Saya mahasiswa 23 tahun yang sekarang sudah kuliah di AKINDO (Akademi Komunikasi Indonesia)-Yogyakarta, yang dulunya sudah pernah mengenyam bangku pendidikan menengah di salah satu Sekolah ternama berbasis Parawisata dan berstandar ISO (International Organization for standardization, mungkin seperti itu artinya, tapi saya meyangka iki yo mung iso-isoan pihak sekolah wae) di Palanga Raya. Selayaknya Murid SMA pada umumnya, saya belum pernah tinggal kelas. Selama 3 tahun saya belajar di SMKN-3 Pariwisata Palangka Raya, berbagai macam pengalaman baik-buruk sudah saya telan masak mentahnya. Kemudian tumpah disini, Mari kita bahas.
1. Harus bangun sepagi Ayam
Sebagai murid yang juga terkenal dengan bakat malas sejak dideteksinya kebiasaan tidur saya dari SD yang tidak teratur. Saya merasa sangat tersiksa jika harus bangun pagi, sepagi ayam. Itupun jika ayamnya bangun pagi dan tidak begadang sebelumnya. Bagaimana tidak? Saya harus menyiapkan segalanya sendirian, mulai membuka mata, mengumpulkan nyawa, dan berjuang melawan air yang harus tumpah pada sekujur tubuh. (Bagian ketiga hanya kadang-kadang saja)

[KUTIPAN SUMBER]:
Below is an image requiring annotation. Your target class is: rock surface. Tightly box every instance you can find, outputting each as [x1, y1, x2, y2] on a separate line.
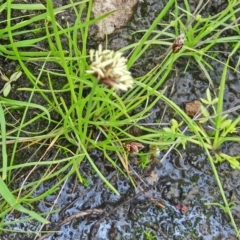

[LANGKAH YANG DIPERLUKAN]:
1 - Menurut dokumen sumber, berapa lama penulis belajar di SMKN-3 Pariwisata Palangka Raya?
2 - Berdasarkan dokumen sumber, jelaskan mengapa penulis merasa sangat tersiksa jika harus bangun pagi.
3 - Salin persis sebagian dokumen sumber: mulailah pada kata-kata yang berbunyi "Saya mahasiswa 23", lalu berhenti setelah "Mari kita bahas.".

[HASIL BERURUTAN]:
1 - Tiga tahun.

2 - Penulis merasa tersiksa karena harus menyiapkan segalanya sendirian. Persiapan itu dimulai dari membuka mata dan mengumpulkan nyawa, lalu berjuang melawan air yang harus tumpah ke sekujur tubuh.

3 -
Saya mahasiswa 23 tahun yang sekarang sudah kuliah di AKINDO (Akademi Komunikasi Indonesia)-Yogyakarta, yang dulunya sudah pernah mengenyam bangku pendidikan menengah di salah satu Sekolah ternama berbasis Parawisata dan berstandar ISO (International Organization for standardization, mungkin seperti itu artinya, tapi saya meyangka iki yo mung iso-isoan pihak sekolah wae) di Palanga Raya. Selayaknya Murid SMA pada umumnya, saya belum pernah tinggal kelas. Selama 3 tahun saya belajar di SMKN-3 Pariwisata Palangka Raya, berbagai macam pengalaman baik-buruk sudah saya telan masak mentahnya. Kemudian tumpah disini, Mari kita bahas.